QUOTED TEXT:
□ □ □ □ □ □ □
A bronze statue was draped in cloth and curtained off because of complaints from onlookers who said the image was too disturbing according to a Sept. 18 article by the Associated Press.

The bronze sculpture, called “Tumbling Woman”, was made by artist Eric Fischl which featured a naked female with her arms and legs extended outward as she is falling to her death from the World Trade Center, her head, and shoulders, hitting the pavement first.

The artist’s work, according to writer Katherine Roth’s 9/18/02 article by the Associated Press, was “designed as a memorial to those who jumped or fell to their death from the World Trade Center.”
I admit the sculpture’s image caught me off guard when I first saw pictures of it on several websites. My first impression was the same as those upset by its appearance. I thought it was unnecessary to depict someone approaching the final stages of his or her doom before lying violently to rest on earth.
Then after looking at the photos for a moment, the work was not that disturbing at all.

I found the piece to represent the desperate situation those poor souls were in after the first plane hit the upper floors of the first tower. We know now most of the victims were trapped, and that the plane’s impact wrecked any chances of getting down alive. The decision they made was either burn to death or jump. Those, for me, are the lasting most heartbreaking images of 9/11. Not when the buildings collapsed.

According to Roth’s article, “some onlookers said there is a need for art that captures the horror of Sept. 11.”

“I don’t think that it’s done in bad taste,” said Christine Defonces who was quoted in Roth’s AP story. “It’s an artist’s reaction to what happened.”
□ □ □ □ □ □ □
DATASET CONTENT:
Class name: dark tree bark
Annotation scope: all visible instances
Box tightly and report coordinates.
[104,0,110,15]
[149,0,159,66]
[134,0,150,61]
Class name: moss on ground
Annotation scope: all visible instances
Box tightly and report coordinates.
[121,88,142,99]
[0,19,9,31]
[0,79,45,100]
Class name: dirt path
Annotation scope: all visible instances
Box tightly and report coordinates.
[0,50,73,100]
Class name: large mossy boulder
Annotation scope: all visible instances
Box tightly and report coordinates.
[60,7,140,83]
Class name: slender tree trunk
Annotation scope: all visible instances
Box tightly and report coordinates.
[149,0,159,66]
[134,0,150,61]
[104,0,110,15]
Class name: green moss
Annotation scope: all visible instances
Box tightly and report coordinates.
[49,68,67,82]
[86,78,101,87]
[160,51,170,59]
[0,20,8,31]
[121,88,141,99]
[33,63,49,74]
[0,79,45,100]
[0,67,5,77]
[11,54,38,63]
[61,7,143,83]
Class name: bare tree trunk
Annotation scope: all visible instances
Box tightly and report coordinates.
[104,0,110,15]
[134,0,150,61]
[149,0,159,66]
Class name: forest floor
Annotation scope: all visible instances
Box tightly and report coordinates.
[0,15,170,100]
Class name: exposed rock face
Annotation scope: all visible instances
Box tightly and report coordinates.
□ □ □ □ □ □ □
TASKS TO CARRY OUT:
1) Copy from the Tumbling Woman text the passage that opens with the words containing "A bronze statue" and closes with "the pavement first.".
2) Answer these from the Tumbling Woman text:
(a) Which artist made the sculpture?
(b) On what date did Katherine Roth's Associated Press article appear?
(c) According to Christine Defonces, what is the work a reaction to?

OUTPUTS IN ORDER:
1)
A bronze statue was draped in cloth and curtained off because of complaints from onlookers who said the image was too disturbing according to a Sept. 18 article by the Associated Press.

The bronze sculpture, called “Tumbling Woman”, was made by artist Eric Fischl which featured a naked female with her arms and legs extended outward as she is falling to her death from the World Trade Center, her head, and shoulders, hitting the pavement first.

2)
(a) Eric Fischl
(b) 9/18/02 (Sept. 18)
(c) What happened